■ **Required work**: If a line in the entries contains the string "shape", include that line in your answer.

■ **Task input**:
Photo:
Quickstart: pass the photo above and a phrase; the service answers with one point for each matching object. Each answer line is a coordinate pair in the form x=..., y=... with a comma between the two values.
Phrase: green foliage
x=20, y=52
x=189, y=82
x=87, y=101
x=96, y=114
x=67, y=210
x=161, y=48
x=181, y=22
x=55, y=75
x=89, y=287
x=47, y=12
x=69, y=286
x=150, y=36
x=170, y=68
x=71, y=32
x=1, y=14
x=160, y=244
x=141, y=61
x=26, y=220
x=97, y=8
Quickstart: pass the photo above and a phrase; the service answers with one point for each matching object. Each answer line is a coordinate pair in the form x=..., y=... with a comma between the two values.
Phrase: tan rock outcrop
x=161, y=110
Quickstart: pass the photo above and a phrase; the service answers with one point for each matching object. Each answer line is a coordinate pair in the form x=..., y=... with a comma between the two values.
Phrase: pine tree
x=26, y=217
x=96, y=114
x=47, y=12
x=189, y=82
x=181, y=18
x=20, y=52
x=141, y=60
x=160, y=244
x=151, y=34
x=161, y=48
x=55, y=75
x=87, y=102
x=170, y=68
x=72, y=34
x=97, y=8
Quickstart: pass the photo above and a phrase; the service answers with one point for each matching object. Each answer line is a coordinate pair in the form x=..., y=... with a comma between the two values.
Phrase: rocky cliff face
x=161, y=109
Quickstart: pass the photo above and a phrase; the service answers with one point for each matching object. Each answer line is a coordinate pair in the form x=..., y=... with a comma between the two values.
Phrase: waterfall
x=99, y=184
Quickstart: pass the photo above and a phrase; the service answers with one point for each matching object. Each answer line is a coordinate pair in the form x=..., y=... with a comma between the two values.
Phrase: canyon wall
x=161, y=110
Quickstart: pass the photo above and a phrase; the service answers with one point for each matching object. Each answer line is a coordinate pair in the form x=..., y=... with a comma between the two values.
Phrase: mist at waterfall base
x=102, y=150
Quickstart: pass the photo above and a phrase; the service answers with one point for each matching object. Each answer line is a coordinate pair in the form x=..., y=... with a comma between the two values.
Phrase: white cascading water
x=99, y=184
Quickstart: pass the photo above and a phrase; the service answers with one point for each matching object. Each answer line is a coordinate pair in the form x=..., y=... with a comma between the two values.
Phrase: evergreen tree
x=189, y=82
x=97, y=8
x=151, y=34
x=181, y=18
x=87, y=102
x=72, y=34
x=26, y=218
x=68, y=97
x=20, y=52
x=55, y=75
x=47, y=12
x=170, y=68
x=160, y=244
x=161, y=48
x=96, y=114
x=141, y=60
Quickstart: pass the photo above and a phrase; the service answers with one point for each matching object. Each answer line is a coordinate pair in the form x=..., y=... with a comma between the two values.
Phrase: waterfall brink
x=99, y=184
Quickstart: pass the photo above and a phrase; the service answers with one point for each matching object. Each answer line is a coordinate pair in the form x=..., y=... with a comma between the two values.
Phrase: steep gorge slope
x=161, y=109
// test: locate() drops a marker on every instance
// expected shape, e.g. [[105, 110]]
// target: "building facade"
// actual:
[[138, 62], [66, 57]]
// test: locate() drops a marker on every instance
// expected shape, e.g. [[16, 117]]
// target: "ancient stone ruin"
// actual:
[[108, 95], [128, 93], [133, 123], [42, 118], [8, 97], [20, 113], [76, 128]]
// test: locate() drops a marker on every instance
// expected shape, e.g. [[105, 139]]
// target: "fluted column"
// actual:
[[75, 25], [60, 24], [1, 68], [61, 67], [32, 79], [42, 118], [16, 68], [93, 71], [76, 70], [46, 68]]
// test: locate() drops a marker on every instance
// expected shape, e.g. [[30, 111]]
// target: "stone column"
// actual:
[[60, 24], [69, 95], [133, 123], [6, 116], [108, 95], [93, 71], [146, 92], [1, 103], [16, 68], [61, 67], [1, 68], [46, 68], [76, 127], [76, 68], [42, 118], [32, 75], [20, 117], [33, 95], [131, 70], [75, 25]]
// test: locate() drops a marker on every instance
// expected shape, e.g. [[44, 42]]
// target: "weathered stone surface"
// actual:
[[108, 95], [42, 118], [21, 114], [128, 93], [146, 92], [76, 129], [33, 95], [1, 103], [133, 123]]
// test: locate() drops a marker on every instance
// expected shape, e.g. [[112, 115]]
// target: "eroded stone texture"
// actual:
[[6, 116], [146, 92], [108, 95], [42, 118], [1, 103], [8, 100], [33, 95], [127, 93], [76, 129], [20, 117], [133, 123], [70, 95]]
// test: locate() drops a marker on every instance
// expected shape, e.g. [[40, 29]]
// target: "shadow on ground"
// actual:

■ **Response to this exercise**:
// expected shape, e.g. [[105, 110]]
// expected shape, e.g. [[16, 117]]
// expected shape, e.g. [[105, 139]]
// expected shape, e.g. [[30, 111]]
// expected shape, e.g. [[44, 42]]
// expected shape, e.g. [[112, 115]]
// expected shape, e.g. [[40, 29]]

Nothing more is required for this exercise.